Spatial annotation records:

---

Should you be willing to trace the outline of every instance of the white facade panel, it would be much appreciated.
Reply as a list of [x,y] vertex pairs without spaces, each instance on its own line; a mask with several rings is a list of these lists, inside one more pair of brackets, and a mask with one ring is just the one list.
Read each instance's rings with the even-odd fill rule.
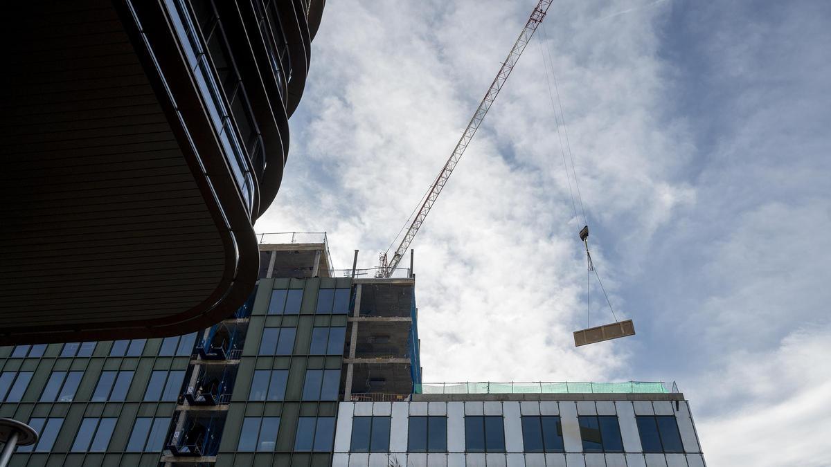
[[667,454],[666,467],[687,467],[686,456],[683,454]]
[[545,401],[539,403],[539,415],[560,415],[560,407],[553,401]]
[[645,454],[647,467],[666,467],[666,458],[662,454]]
[[372,415],[371,402],[355,402],[355,415],[366,416]]
[[477,401],[475,402],[465,402],[465,415],[484,415],[484,403],[480,401]]
[[587,454],[586,467],[606,467],[606,456],[602,454]]
[[410,415],[427,415],[427,403],[426,402],[411,402],[410,403]]
[[372,415],[376,416],[390,416],[392,402],[373,402]]
[[635,410],[632,402],[626,401],[615,402],[617,411],[617,421],[621,426],[621,438],[623,439],[625,452],[642,452],[641,435],[637,431],[637,422],[635,420]]
[[675,402],[669,401],[655,401],[652,402],[652,409],[656,415],[674,415],[675,410],[672,408],[674,405]]
[[519,415],[519,402],[504,402],[502,410],[504,412],[505,424],[505,450],[507,452],[522,452],[522,419]]
[[636,401],[633,402],[635,406],[635,415],[654,415],[655,410],[652,409],[652,402],[651,401]]
[[349,452],[350,438],[352,435],[352,411],[354,410],[354,402],[341,402],[337,405],[335,452]]
[[577,403],[577,415],[597,415],[597,407],[594,405],[594,401],[581,401]]
[[567,467],[566,455],[564,454],[547,454],[545,455],[546,467]]
[[[447,403],[447,450],[448,452],[465,452],[464,402]],[[451,460],[448,460],[448,464]],[[450,467],[450,465],[448,467]]]
[[392,452],[406,452],[407,430],[410,426],[407,411],[407,402],[393,402],[390,420],[390,450]]
[[484,415],[502,415],[502,402],[494,402],[487,401],[484,403]]
[[623,454],[606,455],[606,467],[627,467],[626,455]]
[[430,402],[427,405],[427,415],[446,415],[447,402]]
[[[560,402],[560,422],[563,424],[563,445],[566,452],[583,452],[580,424],[577,419],[577,404]],[[583,456],[580,456],[583,459]]]
[[[561,407],[562,409],[562,407]],[[567,467],[586,467],[586,460],[583,457],[582,454],[567,454],[566,455],[566,466]]]
[[690,416],[690,406],[686,401],[681,401],[678,404],[676,420],[678,422],[678,431],[681,432],[681,441],[684,445],[684,450],[701,452],[701,448],[698,445],[698,437],[696,436],[696,429],[692,425],[692,418]]
[[615,403],[612,401],[598,401],[596,405],[597,406],[598,415],[617,415],[617,411],[615,410]]

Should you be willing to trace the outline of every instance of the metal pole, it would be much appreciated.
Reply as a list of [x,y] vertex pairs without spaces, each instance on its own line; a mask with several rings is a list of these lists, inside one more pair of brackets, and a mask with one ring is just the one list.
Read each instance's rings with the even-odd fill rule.
[[20,433],[12,429],[11,433],[8,435],[8,439],[6,440],[6,445],[2,447],[2,452],[0,453],[0,467],[6,467],[8,465],[9,460],[12,459],[12,455],[14,454],[14,448],[17,447],[17,438],[20,436]]

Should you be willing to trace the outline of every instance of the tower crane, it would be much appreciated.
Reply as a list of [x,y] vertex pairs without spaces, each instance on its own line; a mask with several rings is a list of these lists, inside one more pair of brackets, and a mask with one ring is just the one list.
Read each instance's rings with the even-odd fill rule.
[[[503,85],[505,84],[505,81],[508,80],[508,76],[510,76],[511,71],[514,70],[514,66],[516,66],[517,61],[519,60],[519,56],[522,55],[524,50],[525,50],[525,46],[528,45],[531,37],[534,36],[535,31],[537,31],[537,27],[543,22],[543,18],[545,17],[546,12],[548,11],[548,7],[551,6],[553,0],[539,0],[537,5],[534,7],[534,11],[531,12],[531,16],[529,17],[528,22],[525,23],[525,27],[523,27],[522,32],[519,33],[519,37],[517,37],[516,42],[514,43],[514,47],[511,47],[511,52],[508,53],[508,58],[503,62],[502,66],[499,71],[496,73],[496,77],[494,78],[493,82],[490,83],[490,87],[488,88],[488,92],[484,94],[484,98],[479,102],[479,107],[476,108],[476,111],[474,112],[473,117],[470,118],[470,122],[468,123],[467,128],[462,133],[461,137],[459,139],[459,142],[456,143],[456,146],[453,149],[453,152],[450,153],[450,156],[447,159],[447,162],[445,163],[445,166],[441,168],[441,171],[439,172],[439,176],[435,178],[435,181],[433,182],[433,186],[430,188],[427,195],[424,199],[424,202],[419,208],[418,214],[416,214],[415,219],[413,219],[412,223],[407,229],[407,231],[404,234],[404,238],[401,239],[401,243],[399,243],[398,248],[396,248],[396,252],[392,255],[392,258],[387,258],[386,253],[381,254],[381,264],[378,267],[378,271],[376,276],[378,278],[389,278],[392,275],[393,271],[398,266],[401,262],[401,258],[403,258],[404,253],[406,253],[407,248],[410,248],[410,243],[412,243],[413,238],[416,234],[418,234],[419,229],[421,224],[424,224],[424,219],[427,217],[427,214],[430,213],[430,209],[433,207],[435,200],[439,198],[439,194],[441,193],[441,189],[445,188],[445,184],[450,178],[450,175],[453,173],[453,170],[455,169],[456,164],[459,163],[459,160],[461,159],[462,155],[465,154],[465,150],[467,149],[468,145],[470,143],[470,140],[473,139],[474,135],[476,134],[476,130],[479,129],[479,125],[482,124],[482,120],[484,120],[484,116],[488,114],[488,111],[490,109],[490,106],[493,105],[494,101],[496,100],[496,96],[499,94],[499,91],[502,89]],[[389,250],[387,250],[387,253]]]

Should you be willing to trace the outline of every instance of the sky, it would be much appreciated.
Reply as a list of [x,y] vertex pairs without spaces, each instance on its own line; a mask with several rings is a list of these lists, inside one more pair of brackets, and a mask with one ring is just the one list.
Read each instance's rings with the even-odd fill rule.
[[[534,4],[327,2],[257,231],[376,266]],[[829,465],[829,23],[823,0],[554,2],[411,245],[425,382],[676,381],[709,465]],[[579,348],[574,175],[637,332]]]

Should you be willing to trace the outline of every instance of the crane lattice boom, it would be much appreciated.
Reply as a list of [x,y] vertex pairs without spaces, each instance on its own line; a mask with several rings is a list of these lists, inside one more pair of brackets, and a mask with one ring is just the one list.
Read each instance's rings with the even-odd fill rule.
[[381,266],[378,268],[378,277],[380,278],[389,278],[392,272],[395,270],[396,267],[398,266],[398,263],[401,262],[401,258],[404,253],[410,248],[410,243],[412,243],[413,238],[416,237],[416,234],[418,233],[418,229],[421,227],[424,223],[425,218],[427,217],[427,213],[430,212],[430,208],[433,207],[433,204],[435,203],[436,199],[439,198],[439,194],[441,193],[441,189],[445,187],[445,184],[450,178],[450,174],[453,173],[453,170],[456,167],[456,164],[459,163],[459,160],[461,159],[462,155],[465,154],[465,150],[467,149],[468,144],[470,143],[470,140],[473,139],[473,135],[476,134],[476,130],[479,129],[479,125],[482,124],[482,120],[484,120],[484,116],[488,114],[488,110],[490,109],[490,106],[496,100],[496,96],[499,94],[499,90],[502,89],[502,86],[505,83],[508,76],[510,76],[511,71],[514,70],[514,66],[516,65],[517,61],[519,60],[519,56],[522,55],[524,50],[525,50],[525,46],[531,40],[531,37],[534,36],[534,32],[537,30],[537,27],[539,23],[543,22],[543,18],[545,17],[546,12],[548,11],[548,7],[551,6],[552,0],[539,0],[537,6],[534,7],[534,11],[531,12],[531,16],[528,19],[528,22],[525,23],[525,27],[523,28],[522,32],[519,33],[519,37],[517,38],[516,42],[514,43],[514,47],[511,48],[511,52],[508,54],[508,58],[505,59],[504,62],[502,64],[502,67],[499,68],[499,71],[496,73],[496,77],[494,78],[494,81],[490,84],[490,88],[488,89],[488,92],[485,93],[484,98],[479,104],[479,107],[476,111],[473,114],[473,117],[470,119],[470,123],[468,124],[467,128],[465,129],[465,132],[462,133],[461,138],[459,139],[459,142],[456,144],[456,147],[454,148],[453,153],[450,154],[450,157],[447,159],[447,162],[445,163],[445,166],[441,169],[441,172],[439,173],[439,176],[436,177],[435,181],[433,183],[433,187],[430,189],[430,193],[428,193],[426,198],[425,198],[424,204],[421,204],[418,214],[416,214],[416,218],[413,219],[412,224],[410,224],[410,228],[407,229],[406,233],[404,234],[404,238],[401,240],[401,244],[396,248],[396,253],[392,256],[392,259],[387,263],[386,253],[381,254]]

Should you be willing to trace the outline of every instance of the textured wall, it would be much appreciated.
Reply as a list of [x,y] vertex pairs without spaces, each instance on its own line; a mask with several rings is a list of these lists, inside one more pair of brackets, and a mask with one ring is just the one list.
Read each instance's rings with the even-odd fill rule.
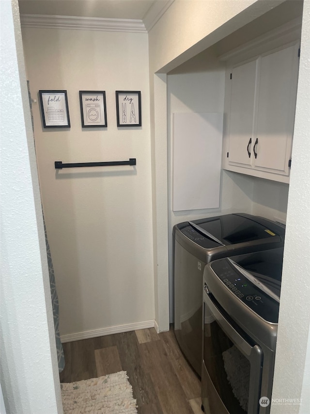
[[12,4],[13,15],[11,2],[1,1],[1,386],[8,414],[54,414],[62,406],[50,291],[18,4]]

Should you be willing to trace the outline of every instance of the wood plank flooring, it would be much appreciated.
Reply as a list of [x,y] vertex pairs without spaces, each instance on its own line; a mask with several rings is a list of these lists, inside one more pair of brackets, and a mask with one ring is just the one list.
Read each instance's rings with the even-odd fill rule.
[[201,382],[172,329],[154,328],[63,344],[61,382],[126,371],[139,414],[202,414]]

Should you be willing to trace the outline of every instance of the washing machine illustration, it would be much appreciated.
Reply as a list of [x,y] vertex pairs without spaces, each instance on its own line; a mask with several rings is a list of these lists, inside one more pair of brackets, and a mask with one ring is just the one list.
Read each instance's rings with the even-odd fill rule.
[[100,105],[96,103],[86,104],[86,121],[88,122],[101,122]]

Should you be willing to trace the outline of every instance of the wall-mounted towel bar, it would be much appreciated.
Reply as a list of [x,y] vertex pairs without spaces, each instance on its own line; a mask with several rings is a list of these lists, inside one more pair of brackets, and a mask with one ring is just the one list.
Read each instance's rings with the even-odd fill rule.
[[63,164],[62,161],[55,161],[55,167],[60,168],[71,168],[75,167],[105,167],[109,166],[135,166],[136,158],[129,158],[128,161],[108,161],[103,163],[72,163]]

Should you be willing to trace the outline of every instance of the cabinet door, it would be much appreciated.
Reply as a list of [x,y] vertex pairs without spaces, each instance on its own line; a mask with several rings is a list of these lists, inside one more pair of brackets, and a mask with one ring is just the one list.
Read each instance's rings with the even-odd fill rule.
[[236,66],[232,71],[229,126],[230,165],[251,167],[257,65],[255,60]]
[[298,46],[260,62],[254,168],[288,175],[298,73]]

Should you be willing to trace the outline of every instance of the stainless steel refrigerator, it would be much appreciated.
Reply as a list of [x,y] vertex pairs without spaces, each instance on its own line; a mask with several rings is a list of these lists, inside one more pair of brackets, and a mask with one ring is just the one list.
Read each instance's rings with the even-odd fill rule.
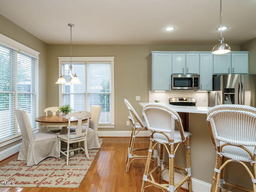
[[214,75],[212,91],[208,93],[210,107],[222,104],[255,106],[256,75]]

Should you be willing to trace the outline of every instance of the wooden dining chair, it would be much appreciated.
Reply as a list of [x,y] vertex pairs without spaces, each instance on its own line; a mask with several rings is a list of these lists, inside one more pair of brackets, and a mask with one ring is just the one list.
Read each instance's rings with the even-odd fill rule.
[[16,109],[22,136],[18,160],[27,162],[27,166],[37,165],[46,158],[58,157],[57,135],[50,131],[34,134],[26,112]]
[[[86,128],[82,129],[82,120],[86,116],[88,117]],[[91,113],[86,111],[78,111],[69,113],[66,115],[66,118],[68,119],[68,133],[66,134],[60,134],[58,135],[59,140],[59,153],[58,158],[60,157],[60,154],[62,154],[67,157],[66,165],[68,165],[68,160],[70,157],[70,152],[78,151],[79,153],[80,150],[82,150],[84,151],[88,159],[89,159],[88,150],[87,149],[87,137],[90,124],[90,118],[91,117]],[[76,126],[74,132],[70,132],[70,121],[71,118],[74,117],[78,120],[77,125]],[[66,150],[62,151],[61,150],[61,142],[67,143]],[[84,143],[84,147],[81,146],[81,142]],[[70,148],[70,144],[78,143],[77,147],[74,148]],[[74,147],[74,146],[73,146]]]

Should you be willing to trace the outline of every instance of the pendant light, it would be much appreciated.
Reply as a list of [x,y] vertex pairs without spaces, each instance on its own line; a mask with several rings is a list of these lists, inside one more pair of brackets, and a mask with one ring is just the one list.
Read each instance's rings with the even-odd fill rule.
[[230,47],[228,44],[224,43],[224,38],[222,34],[222,0],[220,0],[220,38],[219,40],[219,44],[216,45],[212,49],[213,54],[224,54],[231,51]]
[[[66,75],[62,75],[62,74],[58,80],[58,81],[55,83],[57,84],[81,84],[81,82],[76,76],[76,74],[73,74],[72,66],[72,27],[74,27],[74,25],[71,23],[68,24],[68,25],[70,27],[70,64],[68,68],[68,72]],[[65,78],[66,76],[69,75],[70,73],[70,77],[69,79],[67,79]]]

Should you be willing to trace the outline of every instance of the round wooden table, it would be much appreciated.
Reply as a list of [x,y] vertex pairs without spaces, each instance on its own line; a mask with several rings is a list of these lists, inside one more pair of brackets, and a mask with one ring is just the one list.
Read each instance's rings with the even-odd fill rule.
[[[76,126],[77,124],[77,119],[74,117],[72,117],[70,120],[70,126]],[[62,127],[60,134],[68,133],[67,127],[68,126],[68,119],[62,117],[62,115],[48,115],[37,117],[35,119],[35,121],[38,122],[39,125],[45,127]],[[82,124],[86,123],[86,122],[87,116],[83,119]]]
[[[87,122],[87,116],[84,117],[82,120],[82,124],[86,123]],[[77,124],[77,119],[74,117],[72,117],[70,120],[70,126],[76,126]],[[39,125],[41,126],[50,127],[62,127],[60,134],[68,133],[67,127],[68,126],[68,119],[62,117],[62,115],[48,115],[37,117],[35,119],[35,121],[38,122]],[[50,130],[50,128],[49,129]],[[62,148],[65,148],[66,150],[66,146],[64,144],[62,143]],[[74,155],[74,151],[70,153],[70,157],[72,157]]]

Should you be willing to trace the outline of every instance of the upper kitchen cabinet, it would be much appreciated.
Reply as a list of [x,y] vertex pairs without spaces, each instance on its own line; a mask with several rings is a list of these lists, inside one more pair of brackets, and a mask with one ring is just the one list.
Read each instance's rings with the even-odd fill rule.
[[151,85],[152,91],[170,91],[172,54],[152,54]]
[[231,73],[249,73],[248,53],[231,54]]
[[173,53],[173,74],[199,74],[199,53]]
[[248,52],[214,55],[214,74],[248,73]]
[[211,91],[212,89],[212,53],[200,54],[200,90]]

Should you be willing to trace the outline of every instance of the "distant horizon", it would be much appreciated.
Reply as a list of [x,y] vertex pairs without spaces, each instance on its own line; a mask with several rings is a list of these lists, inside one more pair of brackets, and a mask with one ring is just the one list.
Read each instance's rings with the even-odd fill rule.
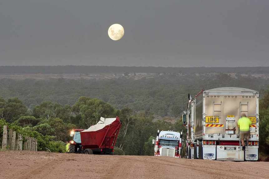
[[163,67],[154,66],[118,66],[116,65],[1,65],[1,67],[56,67],[58,66],[89,66],[89,67],[154,67],[163,68],[257,68],[257,67],[269,67],[269,66],[237,66],[237,67]]

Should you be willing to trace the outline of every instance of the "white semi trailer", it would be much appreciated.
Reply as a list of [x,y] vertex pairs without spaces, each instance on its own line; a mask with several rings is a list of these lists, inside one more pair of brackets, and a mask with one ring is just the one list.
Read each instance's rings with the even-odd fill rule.
[[[236,87],[203,89],[189,100],[188,110],[182,116],[183,125],[187,129],[186,158],[258,160],[258,92]],[[243,113],[252,123],[245,151],[242,150],[237,125]],[[245,140],[246,143],[246,138]]]

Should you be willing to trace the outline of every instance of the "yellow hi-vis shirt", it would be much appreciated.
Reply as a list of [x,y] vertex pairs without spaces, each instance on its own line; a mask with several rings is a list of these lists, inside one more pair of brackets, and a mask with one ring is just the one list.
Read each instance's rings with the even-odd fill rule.
[[241,117],[237,121],[237,125],[240,127],[240,130],[241,131],[248,131],[249,125],[252,124],[250,120],[246,117]]
[[70,144],[69,143],[67,144],[66,145],[66,150],[67,152],[69,152],[69,146],[70,145]]

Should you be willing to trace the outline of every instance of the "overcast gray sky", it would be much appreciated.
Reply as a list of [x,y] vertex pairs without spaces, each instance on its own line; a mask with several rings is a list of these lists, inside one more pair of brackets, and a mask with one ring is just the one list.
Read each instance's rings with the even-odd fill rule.
[[268,66],[269,0],[0,0],[0,65],[70,65]]

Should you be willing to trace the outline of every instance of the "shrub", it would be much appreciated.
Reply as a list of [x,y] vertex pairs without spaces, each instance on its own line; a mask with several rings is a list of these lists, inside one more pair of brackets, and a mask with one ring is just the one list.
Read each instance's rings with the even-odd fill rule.
[[118,155],[124,155],[125,153],[122,149],[115,147],[114,148],[114,154]]

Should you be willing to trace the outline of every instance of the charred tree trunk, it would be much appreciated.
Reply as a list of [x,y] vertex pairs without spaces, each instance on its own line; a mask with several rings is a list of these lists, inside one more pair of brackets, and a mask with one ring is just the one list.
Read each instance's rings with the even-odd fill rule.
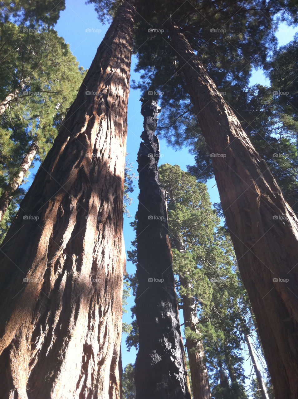
[[190,399],[168,236],[159,182],[156,101],[143,99],[144,130],[138,154],[140,188],[137,224],[138,285],[135,314],[139,350],[135,379],[137,399]]
[[[187,281],[182,276],[179,277],[179,279],[182,285],[186,288]],[[185,296],[182,297],[182,299],[185,326],[189,327],[192,331],[199,334],[197,306],[195,299]],[[186,346],[189,362],[193,399],[211,399],[208,372],[203,342],[199,339],[187,338]]]
[[119,397],[134,4],[119,7],[0,247],[4,399]]
[[210,152],[276,399],[298,397],[298,221],[179,28],[169,23]]
[[261,390],[262,399],[269,399],[269,396],[268,396],[268,393],[267,392],[267,389],[266,389],[266,386],[265,385],[265,383],[263,379],[262,373],[261,373],[260,370],[259,368],[258,365],[258,359],[255,353],[253,345],[252,345],[252,342],[251,340],[250,339],[250,337],[246,333],[244,333],[244,336],[245,337],[245,340],[246,341],[246,344],[247,344],[247,347],[248,348],[249,355],[250,356],[251,361],[252,362],[252,365],[254,366],[254,372],[256,373],[256,379],[258,380],[259,389]]
[[28,153],[26,154],[20,166],[20,172],[18,176],[10,182],[8,187],[0,197],[0,221],[3,218],[5,212],[14,198],[14,194],[22,184],[23,179],[28,172],[38,148],[36,143],[33,143],[31,144]]

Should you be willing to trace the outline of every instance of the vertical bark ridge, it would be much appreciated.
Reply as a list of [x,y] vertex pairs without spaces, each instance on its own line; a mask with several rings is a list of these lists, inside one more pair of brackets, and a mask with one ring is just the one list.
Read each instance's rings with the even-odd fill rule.
[[119,7],[0,247],[4,398],[119,397],[134,3]]
[[214,154],[224,213],[276,399],[295,399],[298,221],[182,32],[171,23],[168,26],[202,133]]
[[142,99],[144,130],[138,153],[140,188],[137,213],[138,285],[135,312],[139,350],[137,399],[190,399],[178,314],[167,217],[159,182],[160,110],[151,96]]

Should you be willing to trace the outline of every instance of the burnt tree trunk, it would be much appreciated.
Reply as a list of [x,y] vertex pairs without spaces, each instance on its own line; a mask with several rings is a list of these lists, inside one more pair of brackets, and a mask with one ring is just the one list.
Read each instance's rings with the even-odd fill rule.
[[298,397],[298,221],[183,34],[169,23],[276,399]]
[[252,362],[252,365],[254,366],[254,372],[256,373],[256,376],[258,380],[258,384],[259,386],[259,389],[261,390],[262,399],[269,399],[268,396],[268,393],[267,392],[266,386],[265,385],[263,377],[262,375],[260,370],[259,368],[258,364],[258,358],[256,355],[254,349],[253,345],[252,342],[250,337],[246,333],[244,333],[245,337],[245,340],[247,344],[247,347],[248,348],[249,355]]
[[[179,279],[181,284],[186,288],[187,282],[182,276],[179,276]],[[195,299],[185,295],[182,296],[182,299],[185,326],[189,327],[192,331],[199,335],[197,306]],[[199,339],[187,338],[186,346],[189,362],[193,399],[211,399],[203,342]]]
[[138,154],[140,188],[137,213],[138,285],[135,314],[139,350],[135,378],[137,399],[190,399],[168,235],[167,217],[159,182],[160,110],[143,99],[144,130]]
[[119,397],[134,4],[119,7],[0,247],[4,399]]
[[14,198],[14,194],[22,184],[22,182],[28,172],[37,151],[38,146],[33,143],[30,146],[28,152],[20,165],[20,171],[18,176],[10,182],[7,187],[0,197],[0,221],[2,220],[7,208]]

---

* What you have to do *
Copy the part of the listing that runs from its first line through the line containing "[[372,415],[371,402],[355,402],[355,415],[366,416]]", changing "white facade panel" to "white wall panel" and leaving everything else as it is. Leave the picture out of your answer.

* Finished answer *
Should you be willing to trace the outline of every instance of the white wall panel, it would be much appreciated.
Reply as a list of [x,y] vertex pairs without spaces, each instance on its own line; a mask with several rings is a list of these lists, inside one more pair of brackets, and a mask with one ring is just the one list.
Read each instance's rings with the even-odd fill rule.
[[667,454],[666,467],[687,467],[686,456],[683,454]]
[[545,401],[539,403],[539,415],[560,415],[560,407],[553,401]]
[[645,454],[647,467],[666,467],[666,458],[662,454]]
[[372,415],[371,402],[355,402],[355,415],[366,416]]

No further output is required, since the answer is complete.